# START OF Extract to read
In the ‘season’ following the Queen’s Coronation, 1953/54, the best football team in Britain were Wolverhampton Wanderers, from the ‘Black Country’ in the English Midlands. They were champions of the English First Division, the original name of what is now known as ‘the Premiership’ and they had beaten Glasgow Celtic in a ‘floodlit friendly’ at their home stadium, ‘Molineux’. Although this was the first time they had won the Football League Championship since they had been founder members in 1888/9, in previous ten seasons, excluding the war break, they had finished second three times, third twice, had two other placings in the top six, and had also won the FA (Football Association) Cup. They had a deserved reputation as a fast-attacking and well-disciplined team of tremendous athletes.

In the 1954 World Cup in Switzerland, the Wolves captain Billy Wright also captained England, and two other players scored against the host team in their 2-0 victory, before the team lost to Uruguay in the quarter-finals, the team which the Hungarians beat in the semi-final to go through to the ill-fated 3-2 defeat in the final against West Germany. With their emphatic 6-3 win against England in 1953 at Wembley, the 1952 Helsinki Olympic Champions  had become the first team from outside the British Isles to defeat England on home soil, and they had followed this up with a 7-1 humiliation in Budapest before the World Cup. Both these defeats were still fresh in the minds of English fans when, in December 1954, the ‘Mighty Magyar’ club team of the Hungarian Army, ‘Honved’, arrived in Wolverhampton. Their team contained many stars from the national, ‘Golden team’, including the legendary Lieutenant-Colonel Ferenc Puskás and his well-drilled fellow-soldiers, Bozsik, Kocsis, Grosics, Lorant, Czibor and Budai. Kocsis had been the leading scorer in the World Cup, so, following their own sensational win over Moscow Spartak a month earlier, the ‘Wolves’ were eager to welcome the tormentors of England to Molineux.
# END OF Extract to read
# START OF Recorded data
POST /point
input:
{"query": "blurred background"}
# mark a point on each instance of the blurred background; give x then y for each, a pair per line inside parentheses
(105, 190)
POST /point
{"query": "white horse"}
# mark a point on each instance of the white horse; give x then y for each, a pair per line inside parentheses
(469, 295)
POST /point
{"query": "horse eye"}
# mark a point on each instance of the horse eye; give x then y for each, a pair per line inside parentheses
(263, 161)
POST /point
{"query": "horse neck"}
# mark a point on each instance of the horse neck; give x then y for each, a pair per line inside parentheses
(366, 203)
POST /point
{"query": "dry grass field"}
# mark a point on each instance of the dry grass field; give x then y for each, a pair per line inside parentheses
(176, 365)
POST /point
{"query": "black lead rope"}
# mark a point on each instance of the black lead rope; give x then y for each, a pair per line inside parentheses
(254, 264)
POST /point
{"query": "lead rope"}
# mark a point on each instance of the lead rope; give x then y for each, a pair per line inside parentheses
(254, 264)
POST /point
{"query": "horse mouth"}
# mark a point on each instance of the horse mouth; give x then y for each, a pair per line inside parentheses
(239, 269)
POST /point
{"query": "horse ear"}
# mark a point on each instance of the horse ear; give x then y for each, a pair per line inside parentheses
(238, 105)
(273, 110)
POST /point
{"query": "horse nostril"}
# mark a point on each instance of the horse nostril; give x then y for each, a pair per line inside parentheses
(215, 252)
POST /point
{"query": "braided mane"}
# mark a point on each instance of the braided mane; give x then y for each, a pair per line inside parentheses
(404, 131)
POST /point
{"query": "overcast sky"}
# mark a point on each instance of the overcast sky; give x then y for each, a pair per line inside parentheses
# END OF Recorded data
# START OF Recorded data
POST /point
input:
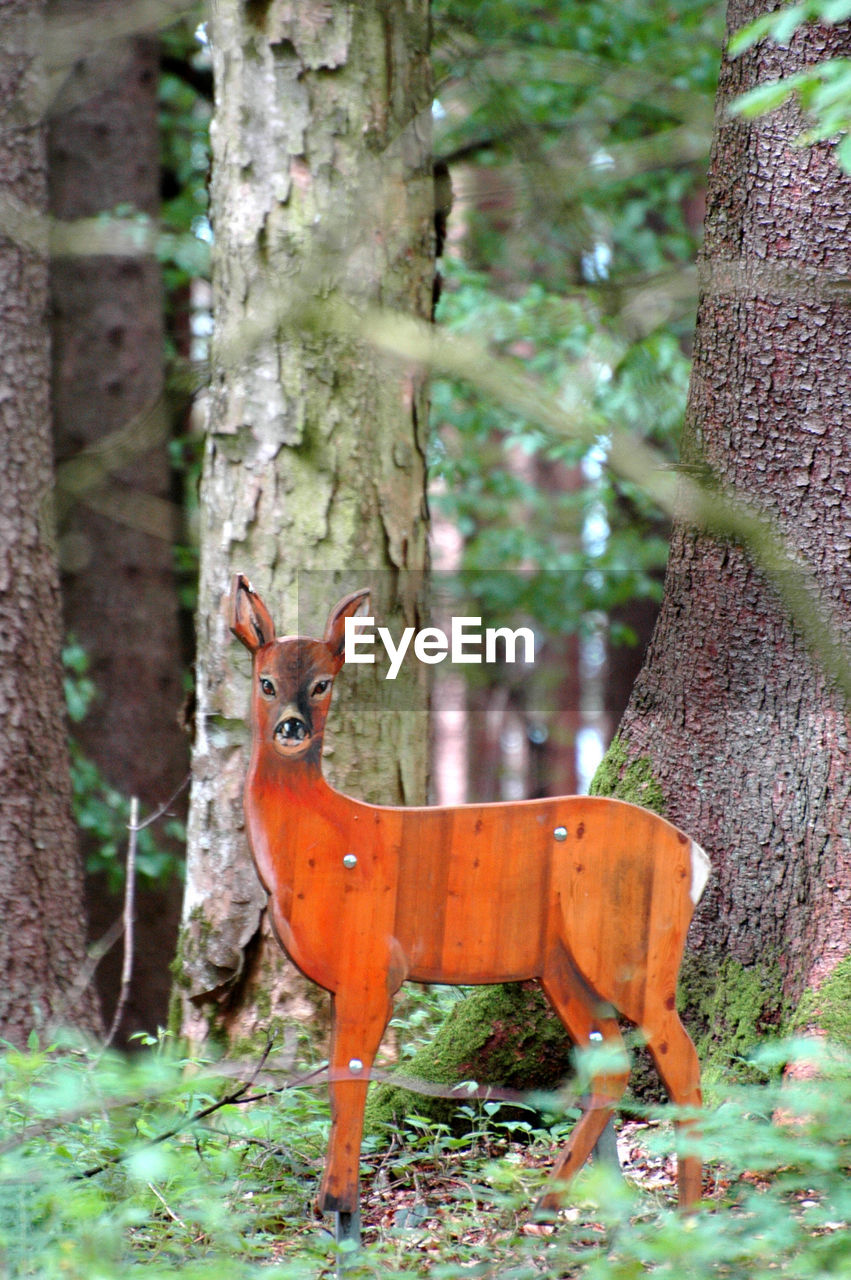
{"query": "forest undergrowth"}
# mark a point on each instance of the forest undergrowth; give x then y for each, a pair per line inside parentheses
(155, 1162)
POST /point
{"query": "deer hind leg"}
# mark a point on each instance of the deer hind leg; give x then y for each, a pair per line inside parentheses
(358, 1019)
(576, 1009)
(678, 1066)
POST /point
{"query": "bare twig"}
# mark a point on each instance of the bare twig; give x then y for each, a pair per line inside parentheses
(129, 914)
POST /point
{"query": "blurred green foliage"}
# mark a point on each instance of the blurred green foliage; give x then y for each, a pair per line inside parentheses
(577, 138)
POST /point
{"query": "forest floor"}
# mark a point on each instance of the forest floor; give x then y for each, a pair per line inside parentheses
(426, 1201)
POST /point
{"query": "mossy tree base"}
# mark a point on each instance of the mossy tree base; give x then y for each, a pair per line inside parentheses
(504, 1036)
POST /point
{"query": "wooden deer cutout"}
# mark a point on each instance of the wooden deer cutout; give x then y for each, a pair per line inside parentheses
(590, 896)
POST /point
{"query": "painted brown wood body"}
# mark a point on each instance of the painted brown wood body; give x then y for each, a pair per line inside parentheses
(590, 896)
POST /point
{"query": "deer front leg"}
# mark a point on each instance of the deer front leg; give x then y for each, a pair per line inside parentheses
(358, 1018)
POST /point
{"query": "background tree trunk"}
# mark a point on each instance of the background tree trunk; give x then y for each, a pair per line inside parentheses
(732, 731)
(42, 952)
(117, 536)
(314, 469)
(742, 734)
# END OF Recorded data
What you will do
• A. Decide whether each statement below agrees with the Wolverhampton Wanderers text. Answer yes or no for each, and quote the deciding words of the text exactly.
(i) Before the 1953/54 season, Wolverhampton Wanderers had already won the Football League Championship.
(ii) Honved arrived in Wolverhampton in December 1954.
(iii) Kocsis had been the leading scorer in the World Cup.
• B. Select every line of the records that contains the string "trunk", and copy each one. Case counts.

Solutions
• A.
(i) No: "this was the first time they had won the Football League Championship since they had been founder members in 1888/9"
(ii) Yes: "in December 1954, the ‘Mighty Magyar’ club team of the Hungarian Army, ‘Honved’, arrived in Wolverhampton"
(iii) Yes: "Kocsis had been the leading scorer in the World Cup"

• B.
{"query": "background tree trunk"}
# mark a point on each instance of the background tree trunk; give x then y for each, a pair per line inside parentheses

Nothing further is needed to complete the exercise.